==== PROVIDED PASSAGE

The presidential spokesperson was a government official whose primary responsibility was to serve as the speaking representative of the President of the Philippines. The Press Secretary (previously the Presidential Communications Operations Office Secretary) has historically assumed the role.

History
The President of the Philippines has been considered as the communicator-in-chief – with the chief executive's speeches and statements reflective of Philippine government policy. Starting from the administration of President Manuel L. Quezon, communications of the president has been supported by the presidential staff. The Executive Secretary, since from the time of the first officeholder, Jorge B. Vargas has served a dual role of presidential spokesperson and de facto press secretary.

President Elpidio Quirino was the first chief executive to institutionalize the presidential communications functions in a team, by establishing the Philippine Information Council. The Press Secretary's role during Quirino's term was defined as "serves as the presidential spokesman and his functions include issuing press releases and statements for the President and other related matters". President Ferdinand Marcos' administration was aided by the Press Secretary, Information Minister, the National Media Production Board head, and the President's Center for Strategic Studies head.

President Corazon Aquino established the presidential spokesperson as a distinct position, appointing Rene Saguisag to the role. In 1987, the post of press secretary was revived. The posts of presidential spokesperson and press secretary has been erratic; it has been dissolved, altered, and revived.

President Joseph Estrada abolished the role of presidential spokesperson through Memorandum Order No. 97, issued on April 24, 2000 and transfers the duties associated to the role to the press secretary. His successor, Gloria Macapagal Arroyo restored the position of presidential spokesperson.

========
==== DATA PROVIDED

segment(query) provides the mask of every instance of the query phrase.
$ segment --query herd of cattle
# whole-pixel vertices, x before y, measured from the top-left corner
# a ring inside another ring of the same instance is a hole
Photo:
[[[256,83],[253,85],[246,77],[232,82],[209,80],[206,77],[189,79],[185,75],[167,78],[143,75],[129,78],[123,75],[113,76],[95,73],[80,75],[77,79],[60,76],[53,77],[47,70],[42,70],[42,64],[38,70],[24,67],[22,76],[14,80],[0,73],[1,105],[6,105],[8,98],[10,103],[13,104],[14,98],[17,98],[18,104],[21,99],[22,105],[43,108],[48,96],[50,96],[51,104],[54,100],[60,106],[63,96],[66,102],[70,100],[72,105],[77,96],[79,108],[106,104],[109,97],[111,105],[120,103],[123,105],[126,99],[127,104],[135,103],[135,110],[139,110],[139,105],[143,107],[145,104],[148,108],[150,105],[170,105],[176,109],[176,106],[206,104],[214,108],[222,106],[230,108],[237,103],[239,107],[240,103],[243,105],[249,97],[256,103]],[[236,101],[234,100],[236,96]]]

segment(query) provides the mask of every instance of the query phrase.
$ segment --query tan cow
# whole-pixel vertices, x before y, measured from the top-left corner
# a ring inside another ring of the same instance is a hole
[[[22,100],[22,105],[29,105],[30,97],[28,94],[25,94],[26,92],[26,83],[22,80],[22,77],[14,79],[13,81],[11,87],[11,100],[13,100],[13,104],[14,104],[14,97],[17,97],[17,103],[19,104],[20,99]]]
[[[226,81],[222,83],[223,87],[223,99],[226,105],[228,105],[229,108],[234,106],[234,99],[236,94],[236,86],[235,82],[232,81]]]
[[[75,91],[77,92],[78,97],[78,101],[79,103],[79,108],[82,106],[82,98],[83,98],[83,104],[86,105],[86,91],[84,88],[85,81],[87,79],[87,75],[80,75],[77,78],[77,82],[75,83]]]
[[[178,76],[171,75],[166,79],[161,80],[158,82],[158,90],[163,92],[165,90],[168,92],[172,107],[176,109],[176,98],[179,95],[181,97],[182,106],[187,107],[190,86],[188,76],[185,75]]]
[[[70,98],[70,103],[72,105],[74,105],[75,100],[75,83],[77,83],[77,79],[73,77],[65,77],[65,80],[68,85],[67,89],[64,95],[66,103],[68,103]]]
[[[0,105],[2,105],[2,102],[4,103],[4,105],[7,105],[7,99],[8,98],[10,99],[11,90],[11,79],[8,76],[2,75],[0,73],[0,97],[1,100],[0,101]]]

========
==== DATA PROVIDED

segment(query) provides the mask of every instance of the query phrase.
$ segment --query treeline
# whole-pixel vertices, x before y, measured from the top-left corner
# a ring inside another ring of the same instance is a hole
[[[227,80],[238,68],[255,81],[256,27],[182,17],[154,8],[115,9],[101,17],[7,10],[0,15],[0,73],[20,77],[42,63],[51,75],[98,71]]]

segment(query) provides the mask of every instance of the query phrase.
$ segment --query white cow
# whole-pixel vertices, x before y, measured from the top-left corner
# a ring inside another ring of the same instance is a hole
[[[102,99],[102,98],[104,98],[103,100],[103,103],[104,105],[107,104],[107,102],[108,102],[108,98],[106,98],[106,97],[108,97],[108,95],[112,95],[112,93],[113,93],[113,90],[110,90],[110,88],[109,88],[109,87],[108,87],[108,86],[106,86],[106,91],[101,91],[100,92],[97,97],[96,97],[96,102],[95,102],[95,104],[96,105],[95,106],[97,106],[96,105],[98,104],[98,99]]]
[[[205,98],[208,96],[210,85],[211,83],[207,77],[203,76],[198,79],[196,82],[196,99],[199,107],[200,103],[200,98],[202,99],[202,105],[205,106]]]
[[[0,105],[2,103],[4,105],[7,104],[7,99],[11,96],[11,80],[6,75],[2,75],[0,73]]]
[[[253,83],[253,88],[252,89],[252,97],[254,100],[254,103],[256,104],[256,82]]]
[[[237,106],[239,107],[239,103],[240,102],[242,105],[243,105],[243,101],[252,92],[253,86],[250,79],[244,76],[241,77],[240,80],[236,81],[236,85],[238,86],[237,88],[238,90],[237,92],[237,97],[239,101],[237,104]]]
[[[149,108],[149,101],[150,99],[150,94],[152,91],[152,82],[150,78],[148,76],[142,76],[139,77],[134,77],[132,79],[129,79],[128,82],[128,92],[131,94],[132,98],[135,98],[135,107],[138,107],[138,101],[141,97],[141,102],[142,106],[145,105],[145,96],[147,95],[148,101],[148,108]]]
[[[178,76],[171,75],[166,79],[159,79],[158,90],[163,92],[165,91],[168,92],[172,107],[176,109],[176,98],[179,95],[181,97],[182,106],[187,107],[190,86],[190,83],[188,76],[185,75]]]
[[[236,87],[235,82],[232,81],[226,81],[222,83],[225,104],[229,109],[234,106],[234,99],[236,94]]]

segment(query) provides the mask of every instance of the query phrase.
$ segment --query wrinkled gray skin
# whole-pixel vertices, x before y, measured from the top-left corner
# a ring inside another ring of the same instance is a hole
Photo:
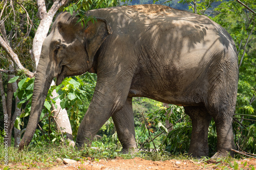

========

_PROMPT A_
According to the text about the Philippine presidential spokesperson, whom did President Corazon Aquino appoint when she made the presidential spokesperson a distinct position?
_PROMPT B_
From the text about the Philippine presidential spokesperson, quote the part that opens with the words containing "The presidential spokesperson was" and closes with "assumed the role.".
The records have no connection to the text about the Philippine presidential spokesperson.

_CORRECT RESULT A_
Rene Saguisag

_CORRECT RESULT B_
The presidential spokesperson was a government official whose primary responsibility was to serve as the speaking representative of the President of the Philippines. The Press Secretary (previously the Presidential Communications Operations Office Secretary) has historically assumed the role.